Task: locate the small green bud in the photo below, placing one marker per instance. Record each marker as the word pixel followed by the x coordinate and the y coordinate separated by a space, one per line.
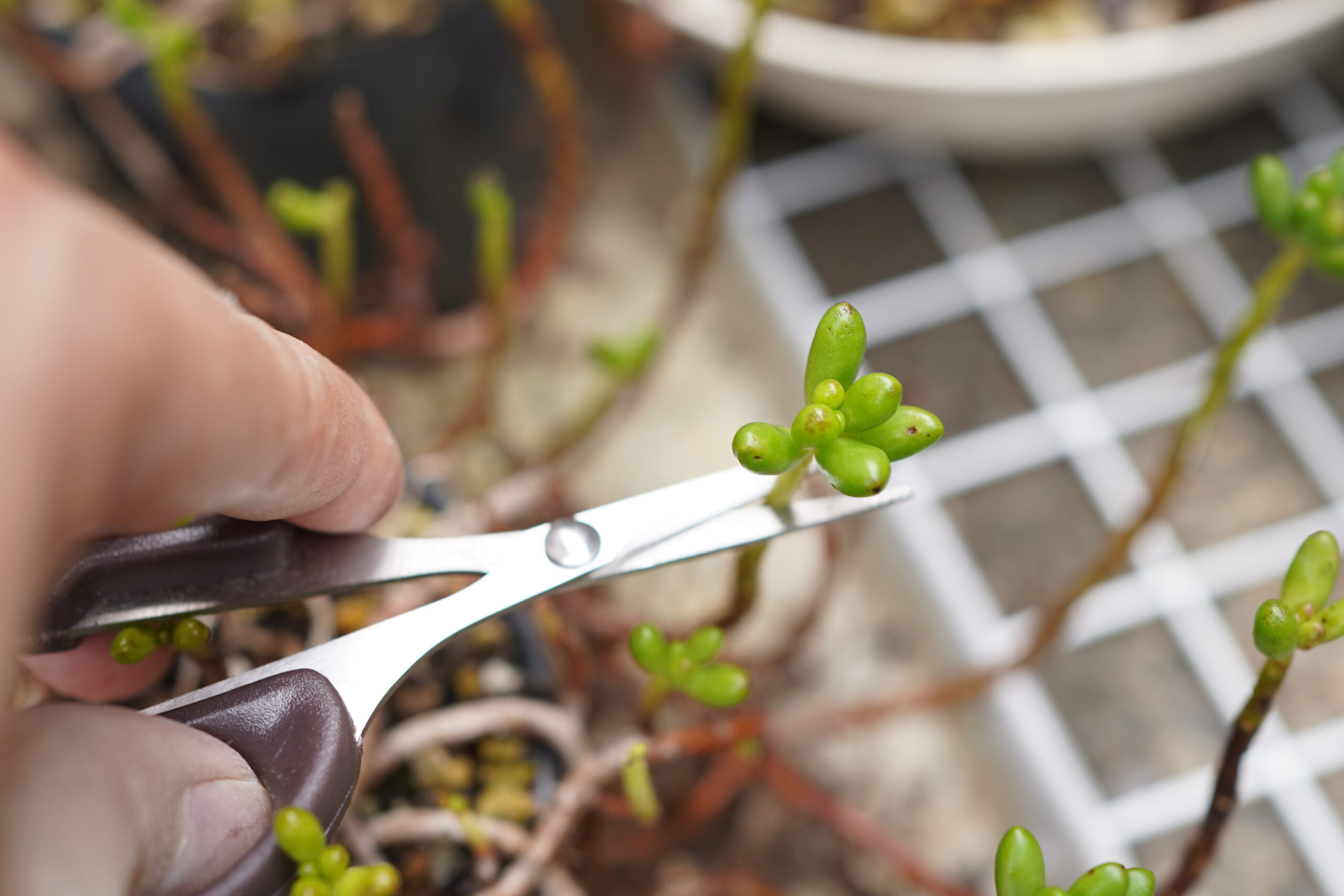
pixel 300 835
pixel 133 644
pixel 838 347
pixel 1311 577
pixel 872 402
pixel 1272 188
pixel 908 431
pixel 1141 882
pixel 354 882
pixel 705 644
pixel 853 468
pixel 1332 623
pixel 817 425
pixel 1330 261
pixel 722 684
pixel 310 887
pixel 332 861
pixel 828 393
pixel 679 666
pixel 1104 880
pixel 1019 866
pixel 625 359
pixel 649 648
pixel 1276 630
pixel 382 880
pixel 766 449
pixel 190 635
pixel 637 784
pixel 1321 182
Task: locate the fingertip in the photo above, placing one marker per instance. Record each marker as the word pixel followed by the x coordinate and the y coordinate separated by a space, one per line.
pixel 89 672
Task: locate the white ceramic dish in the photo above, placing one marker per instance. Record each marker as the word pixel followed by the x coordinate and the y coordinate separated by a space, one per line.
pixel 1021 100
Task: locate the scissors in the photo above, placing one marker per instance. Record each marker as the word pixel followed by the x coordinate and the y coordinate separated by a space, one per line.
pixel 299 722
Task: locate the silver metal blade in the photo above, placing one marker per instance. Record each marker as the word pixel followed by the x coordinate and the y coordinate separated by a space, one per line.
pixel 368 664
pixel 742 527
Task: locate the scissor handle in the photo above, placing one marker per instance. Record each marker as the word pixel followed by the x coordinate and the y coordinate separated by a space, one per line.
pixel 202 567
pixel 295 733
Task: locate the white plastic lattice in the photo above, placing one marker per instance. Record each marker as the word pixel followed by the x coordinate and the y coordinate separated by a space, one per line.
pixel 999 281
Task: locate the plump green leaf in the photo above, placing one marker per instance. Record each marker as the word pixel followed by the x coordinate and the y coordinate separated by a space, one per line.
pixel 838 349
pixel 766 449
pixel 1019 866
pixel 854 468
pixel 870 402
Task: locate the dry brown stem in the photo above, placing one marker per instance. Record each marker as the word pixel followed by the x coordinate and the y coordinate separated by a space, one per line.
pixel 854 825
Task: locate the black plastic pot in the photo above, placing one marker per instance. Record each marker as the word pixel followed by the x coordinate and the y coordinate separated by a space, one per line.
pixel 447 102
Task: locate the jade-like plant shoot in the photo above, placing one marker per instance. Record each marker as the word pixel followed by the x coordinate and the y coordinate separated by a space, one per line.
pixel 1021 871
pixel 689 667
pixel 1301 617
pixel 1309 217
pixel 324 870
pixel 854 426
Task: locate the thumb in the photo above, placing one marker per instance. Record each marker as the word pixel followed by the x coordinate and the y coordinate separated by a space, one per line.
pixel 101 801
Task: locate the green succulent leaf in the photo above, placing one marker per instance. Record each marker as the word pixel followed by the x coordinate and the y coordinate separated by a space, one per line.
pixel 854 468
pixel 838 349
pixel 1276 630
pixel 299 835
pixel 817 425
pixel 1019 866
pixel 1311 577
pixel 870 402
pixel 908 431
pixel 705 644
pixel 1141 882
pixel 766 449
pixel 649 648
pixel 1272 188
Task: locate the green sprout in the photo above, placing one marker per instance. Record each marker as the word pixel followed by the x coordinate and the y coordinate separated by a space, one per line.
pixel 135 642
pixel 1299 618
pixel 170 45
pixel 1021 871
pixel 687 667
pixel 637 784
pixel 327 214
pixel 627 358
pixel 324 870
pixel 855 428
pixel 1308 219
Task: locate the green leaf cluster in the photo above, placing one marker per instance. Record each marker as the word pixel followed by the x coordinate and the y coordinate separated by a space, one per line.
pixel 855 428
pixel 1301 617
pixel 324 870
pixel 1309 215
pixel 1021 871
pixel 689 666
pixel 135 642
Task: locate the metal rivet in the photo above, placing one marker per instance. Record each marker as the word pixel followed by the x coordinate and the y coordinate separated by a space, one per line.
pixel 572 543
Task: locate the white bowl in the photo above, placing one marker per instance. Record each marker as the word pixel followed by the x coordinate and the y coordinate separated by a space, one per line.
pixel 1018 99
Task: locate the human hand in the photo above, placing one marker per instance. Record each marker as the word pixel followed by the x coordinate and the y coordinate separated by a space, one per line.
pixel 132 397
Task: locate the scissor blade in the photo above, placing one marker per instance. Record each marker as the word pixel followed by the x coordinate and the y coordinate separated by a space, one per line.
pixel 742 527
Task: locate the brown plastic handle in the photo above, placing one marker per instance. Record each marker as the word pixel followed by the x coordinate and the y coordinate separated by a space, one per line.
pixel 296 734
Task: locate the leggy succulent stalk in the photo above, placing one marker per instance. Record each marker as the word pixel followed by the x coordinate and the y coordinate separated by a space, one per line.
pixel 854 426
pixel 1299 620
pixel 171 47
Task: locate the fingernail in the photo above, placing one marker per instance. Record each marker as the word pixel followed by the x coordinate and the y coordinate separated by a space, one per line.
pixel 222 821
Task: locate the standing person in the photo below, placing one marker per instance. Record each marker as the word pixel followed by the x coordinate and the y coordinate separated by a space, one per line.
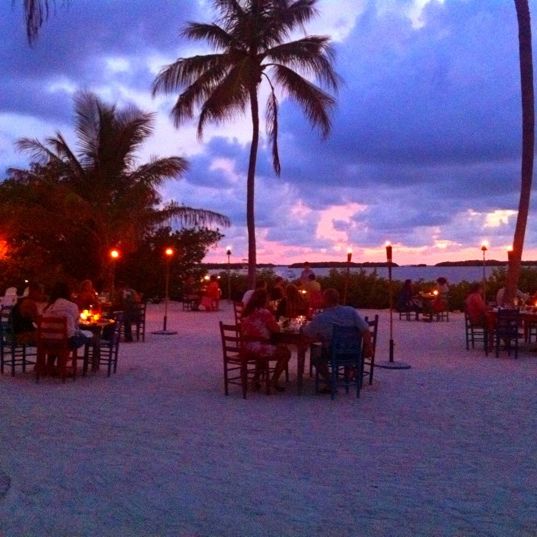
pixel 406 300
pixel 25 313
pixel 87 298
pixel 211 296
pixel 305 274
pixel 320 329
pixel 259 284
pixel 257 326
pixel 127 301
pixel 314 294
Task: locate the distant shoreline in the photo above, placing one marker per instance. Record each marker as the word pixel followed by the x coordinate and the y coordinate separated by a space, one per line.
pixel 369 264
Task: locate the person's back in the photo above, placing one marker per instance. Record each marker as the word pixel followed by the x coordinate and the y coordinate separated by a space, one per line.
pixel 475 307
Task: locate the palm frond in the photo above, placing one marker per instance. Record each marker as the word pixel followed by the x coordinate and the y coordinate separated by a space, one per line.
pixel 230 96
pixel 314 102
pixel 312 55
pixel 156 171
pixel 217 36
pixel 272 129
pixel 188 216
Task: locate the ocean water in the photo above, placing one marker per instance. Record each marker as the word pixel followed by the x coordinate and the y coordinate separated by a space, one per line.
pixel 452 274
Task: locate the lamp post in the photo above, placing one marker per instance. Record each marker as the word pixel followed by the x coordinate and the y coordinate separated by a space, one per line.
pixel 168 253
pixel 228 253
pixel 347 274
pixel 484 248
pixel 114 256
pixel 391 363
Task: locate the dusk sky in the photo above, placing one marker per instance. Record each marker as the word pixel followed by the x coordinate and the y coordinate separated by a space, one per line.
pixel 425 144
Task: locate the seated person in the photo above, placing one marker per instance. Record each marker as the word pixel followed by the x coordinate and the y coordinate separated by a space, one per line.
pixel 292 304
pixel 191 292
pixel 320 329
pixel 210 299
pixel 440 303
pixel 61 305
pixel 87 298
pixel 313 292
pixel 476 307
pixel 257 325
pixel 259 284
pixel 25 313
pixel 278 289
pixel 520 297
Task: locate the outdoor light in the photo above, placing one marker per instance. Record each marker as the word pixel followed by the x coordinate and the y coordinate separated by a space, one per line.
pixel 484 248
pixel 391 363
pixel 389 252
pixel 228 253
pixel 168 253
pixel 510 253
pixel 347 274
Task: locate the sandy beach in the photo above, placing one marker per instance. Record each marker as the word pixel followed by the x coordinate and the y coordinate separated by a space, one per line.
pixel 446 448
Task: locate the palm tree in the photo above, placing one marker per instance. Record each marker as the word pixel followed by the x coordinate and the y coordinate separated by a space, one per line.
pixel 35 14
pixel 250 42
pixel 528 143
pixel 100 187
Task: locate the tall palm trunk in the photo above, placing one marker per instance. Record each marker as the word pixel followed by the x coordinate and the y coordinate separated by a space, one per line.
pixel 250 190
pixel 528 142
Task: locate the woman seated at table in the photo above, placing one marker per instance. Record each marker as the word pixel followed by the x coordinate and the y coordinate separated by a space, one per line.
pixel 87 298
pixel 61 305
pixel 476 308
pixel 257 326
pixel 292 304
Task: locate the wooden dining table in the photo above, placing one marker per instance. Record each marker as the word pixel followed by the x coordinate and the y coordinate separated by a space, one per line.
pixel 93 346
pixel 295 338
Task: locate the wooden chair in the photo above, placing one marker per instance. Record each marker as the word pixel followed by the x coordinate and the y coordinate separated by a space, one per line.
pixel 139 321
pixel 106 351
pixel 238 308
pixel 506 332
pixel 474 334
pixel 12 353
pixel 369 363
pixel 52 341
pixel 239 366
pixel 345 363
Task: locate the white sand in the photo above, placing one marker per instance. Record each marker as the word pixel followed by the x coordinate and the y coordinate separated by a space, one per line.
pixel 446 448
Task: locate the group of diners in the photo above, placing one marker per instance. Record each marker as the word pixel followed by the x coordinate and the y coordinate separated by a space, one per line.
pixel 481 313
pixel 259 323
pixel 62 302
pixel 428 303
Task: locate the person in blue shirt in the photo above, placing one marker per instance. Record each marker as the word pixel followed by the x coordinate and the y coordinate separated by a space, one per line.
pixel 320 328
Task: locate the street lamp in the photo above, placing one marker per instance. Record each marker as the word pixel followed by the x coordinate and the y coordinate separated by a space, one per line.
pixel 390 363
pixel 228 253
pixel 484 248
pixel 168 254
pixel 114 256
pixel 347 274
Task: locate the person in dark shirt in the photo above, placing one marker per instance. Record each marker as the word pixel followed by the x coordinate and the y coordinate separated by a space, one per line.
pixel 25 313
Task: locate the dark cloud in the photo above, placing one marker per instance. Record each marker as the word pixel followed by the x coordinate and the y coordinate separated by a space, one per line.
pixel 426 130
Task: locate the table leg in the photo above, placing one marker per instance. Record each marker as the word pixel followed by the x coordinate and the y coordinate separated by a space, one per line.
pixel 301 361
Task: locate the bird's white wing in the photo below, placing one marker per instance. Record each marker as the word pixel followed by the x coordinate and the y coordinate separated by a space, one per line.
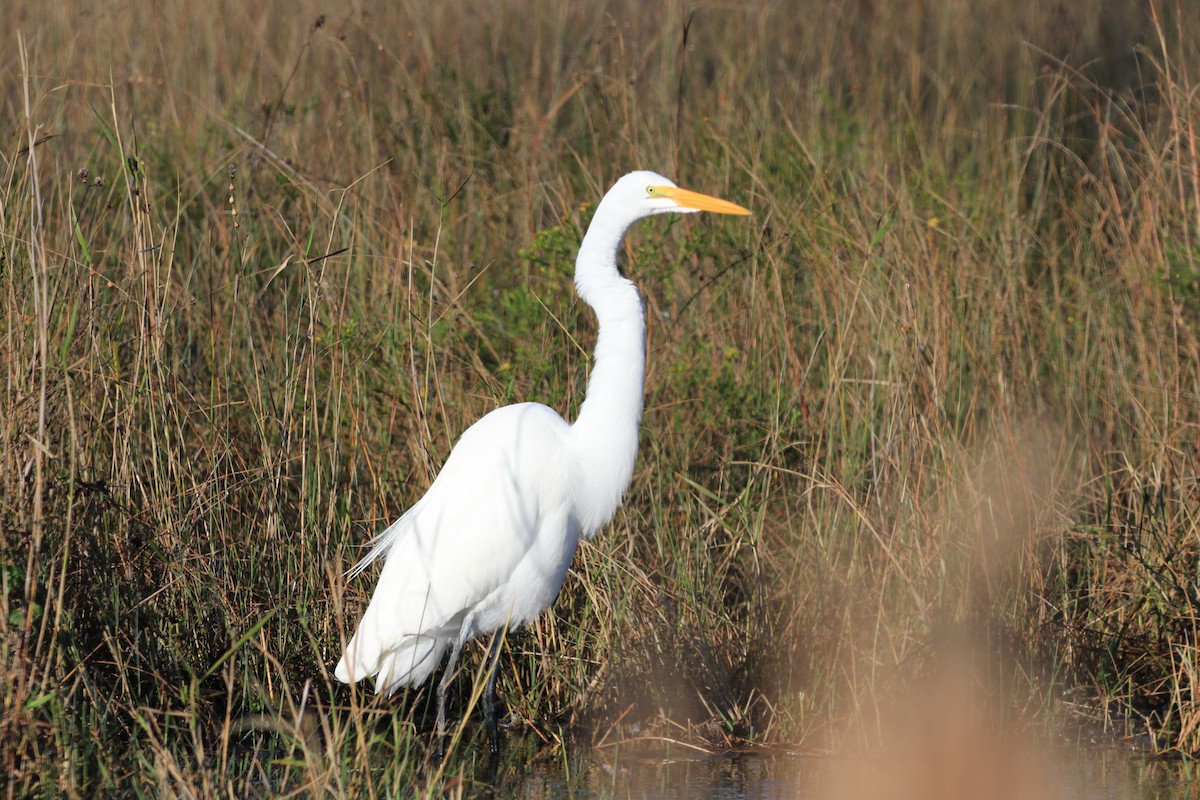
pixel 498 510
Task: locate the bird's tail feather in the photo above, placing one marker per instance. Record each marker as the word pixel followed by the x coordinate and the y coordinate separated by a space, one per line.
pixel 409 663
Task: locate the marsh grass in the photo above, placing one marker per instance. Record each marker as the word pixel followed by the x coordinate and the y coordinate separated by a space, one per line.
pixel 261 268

### What you have to do:
Reproduce verbatim the lines above, starting at the line that contains "Task: locate the wooden dining" and ending at the line that contains "pixel 345 363", including both of those lines.

### Exercise answer:
Task: locate the wooden dining table in the photo above, placing one marker per instance. Record each marker as the word pixel followed by the x coordinate and the y coordinate separated by a space, one per line.
pixel 93 346
pixel 295 338
Task: locate the wooden chair in the photo above, placing one marker per instance. Record each marker as the word pixel followed by the x coordinate and the y coordinate separated by a space, one per line.
pixel 139 321
pixel 106 351
pixel 238 308
pixel 506 332
pixel 474 334
pixel 12 353
pixel 369 363
pixel 52 341
pixel 239 366
pixel 345 363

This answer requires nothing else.